12 Nisan 2013 Cuma

Yeni bir döneme doğru…


Yeni bir döneme doğru…

Üniversitelerde son günlerde artan polis denetiminde ırkçı, dinci, şoven faşist saldırlar acaba nasıl bir ortam hazırlamak için birileri tarafından kullanılacak? Çünkü bir anda başlayan ve ülkenin her üniversitesine kadar yayılacak gibi gözüken saldırıların bir amacı olmalıdır. 
Kürt sorununda geriye dönüşün kolay kolay olamayacağı sürece hızlı bir şekilde girdik. Henüz kim kim ile ne konuştu, ne kadar yol katledildiği konusunda elimizde net veriler yok ama niyet okumaya dayalı bazı varsayımlarımız her birimizin kafası içinde oluşmakta. Bu oluşan sonuca göre birilerimiz için pembe tablo oluşurken, henüz kan kırmızısı bu toprakların üzerinde yerli yerinde durmaktadır. Kan ile toprak sulanmasın dileğimiz ama üniversitelerde başlayan olaylar toprağın kan ile sulanacağı işaretini vermeye devam ediyor.
Kürt sorunu elbette sadece Kürtleri ilgilendirmiyor, Ortadoğu parçası olduğumuz bir dönem içinde Kürt sorunu hem Ortadoğu sorunu olarak karşımızda dururken, ulus devletin parçalanıp yeni bir devlet anlayışının oluşum sürecini de ifade etmektedir. Bu devlet anlayışı içinde geçmiş ile yüzleşip yüzleşemeyeceğimizi tarih bize gösterecektir, fakat Anadolu toprakları üzerinde kurulan her yeni devlet, geçmişi ile yüzleşmeden yeni oluşumunu sağlamlaştırmak için daha baskıcı ve zorba devlet yapısı kurduğuna tarih kitapları içinde şahitlik ettik.

- **Veri Bölümü**
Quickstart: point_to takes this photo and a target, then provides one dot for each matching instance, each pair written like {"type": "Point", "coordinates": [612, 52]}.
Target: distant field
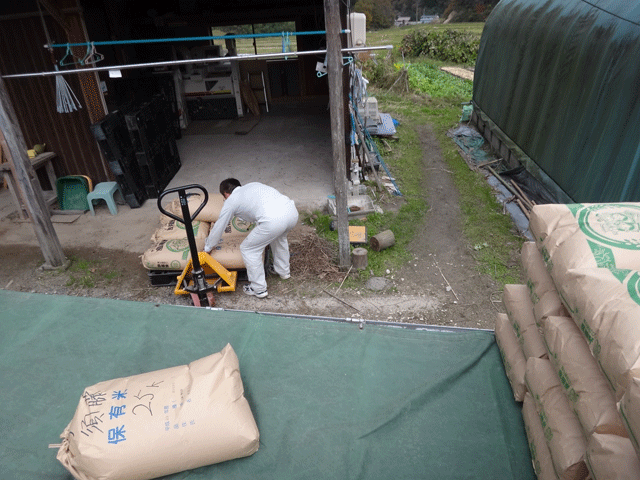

- **Yapılacak Çalışmalar**
a: Seçilmiş metne göre Kürt sorunu neden yalnızca Kürtleri ilgilendirmez? Bir ile üç cümle arasında açıklayınız.
b: Seçilmiş metinde "12 Nisan 2013" sözleriyle başlayıp "bir amacı olmalıdır." sözlerine kadar, bu sözler de dahil, devam eden bölümü harfi harfine yazınız.
Satırlar başka bir kaynaktan alınmıştır.

- **Cevaplar**
a: Ortadoğu'nun parçası olunan bu dönemde Kürt sorunu hem bir Ortadoğu sorunu olarak karşımızda durmaktadır hem de ulus devletin parçalanıp yeni bir devlet anlayışının oluşum sürecini ifade etmektedir.

b:
12 Nisan 2013 Cuma

Yeni bir döneme doğru…


Yeni bir döneme doğru…

Üniversitelerde son günlerde artan polis denetiminde ırkçı, dinci, şoven faşist saldırlar acaba nasıl bir ortam hazırlamak için birileri tarafından kullanılacak? Çünkü bir anda başlayan ve ülkenin her üniversitesine kadar yayılacak gibi gözüken saldırıların bir amacı olmalıdır.